Task to carry out:
Return the records below exactly as they are written.

Excerpted records:
══════════════════════════════

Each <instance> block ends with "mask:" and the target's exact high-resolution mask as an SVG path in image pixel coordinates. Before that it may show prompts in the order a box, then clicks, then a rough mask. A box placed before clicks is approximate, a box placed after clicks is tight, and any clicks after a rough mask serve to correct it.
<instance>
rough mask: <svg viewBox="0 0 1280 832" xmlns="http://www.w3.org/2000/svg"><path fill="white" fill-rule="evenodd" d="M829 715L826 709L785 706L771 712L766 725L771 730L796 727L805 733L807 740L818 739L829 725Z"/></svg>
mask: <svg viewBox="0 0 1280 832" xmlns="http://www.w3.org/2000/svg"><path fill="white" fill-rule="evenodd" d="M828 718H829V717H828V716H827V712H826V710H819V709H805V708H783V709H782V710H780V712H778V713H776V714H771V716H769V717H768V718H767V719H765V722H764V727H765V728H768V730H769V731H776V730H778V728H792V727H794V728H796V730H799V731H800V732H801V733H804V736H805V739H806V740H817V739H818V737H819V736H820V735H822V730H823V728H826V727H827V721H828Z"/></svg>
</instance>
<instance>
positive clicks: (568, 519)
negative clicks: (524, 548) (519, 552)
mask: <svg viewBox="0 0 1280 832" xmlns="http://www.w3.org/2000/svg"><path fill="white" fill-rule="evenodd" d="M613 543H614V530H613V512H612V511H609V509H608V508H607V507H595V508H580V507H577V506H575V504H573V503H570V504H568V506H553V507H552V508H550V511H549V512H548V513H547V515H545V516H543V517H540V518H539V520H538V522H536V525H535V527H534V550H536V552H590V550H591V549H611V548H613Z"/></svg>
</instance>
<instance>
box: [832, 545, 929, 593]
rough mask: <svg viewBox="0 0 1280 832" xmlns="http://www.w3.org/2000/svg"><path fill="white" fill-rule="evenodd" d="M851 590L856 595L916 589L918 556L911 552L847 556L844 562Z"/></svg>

══════════════════════════════

Exercise response:
Each <instance> block ends with "mask:" and the target's exact high-resolution mask as an SVG path in image pixel coordinates. Before that it may show prompts in the order a box, then clicks, then a rough mask. A box placed before clicks is approximate, a box placed after clicks is tight, and any clicks after a rough mask serve to correct it.
<instance>
rough mask: <svg viewBox="0 0 1280 832" xmlns="http://www.w3.org/2000/svg"><path fill="white" fill-rule="evenodd" d="M829 715L826 709L785 706L771 712L766 725L771 730L796 727L805 733L807 740L818 739L829 725Z"/></svg>
mask: <svg viewBox="0 0 1280 832" xmlns="http://www.w3.org/2000/svg"><path fill="white" fill-rule="evenodd" d="M828 718H829V717H828V716H827V712H826V710H819V709H805V708H783V709H782V710H780V712H778V713H776V714H771V716H769V717H768V718H767V719H765V722H764V727H765V728H768V730H769V731H776V730H778V728H792V727H794V728H796V730H799V731H800V732H801V733H804V736H805V739H806V740H817V739H818V737H819V736H820V735H822V730H823V728H826V727H827V721H828Z"/></svg>
</instance>
<instance>
positive clicks: (568, 519)
negative clicks: (524, 548) (519, 552)
mask: <svg viewBox="0 0 1280 832" xmlns="http://www.w3.org/2000/svg"><path fill="white" fill-rule="evenodd" d="M613 543H614V530H613V512H612V511H609V509H608V508H607V507H595V508H580V507H577V506H575V504H573V503H570V504H568V506H553V507H552V508H550V511H549V512H548V513H547V515H545V516H543V517H540V518H539V520H538V522H536V525H535V527H534V550H536V552H590V550H591V549H611V548H613Z"/></svg>
</instance>
<instance>
box: [832, 545, 929, 593]
rough mask: <svg viewBox="0 0 1280 832" xmlns="http://www.w3.org/2000/svg"><path fill="white" fill-rule="evenodd" d="M851 590L856 595L916 589L918 556L911 552L847 556L844 562Z"/></svg>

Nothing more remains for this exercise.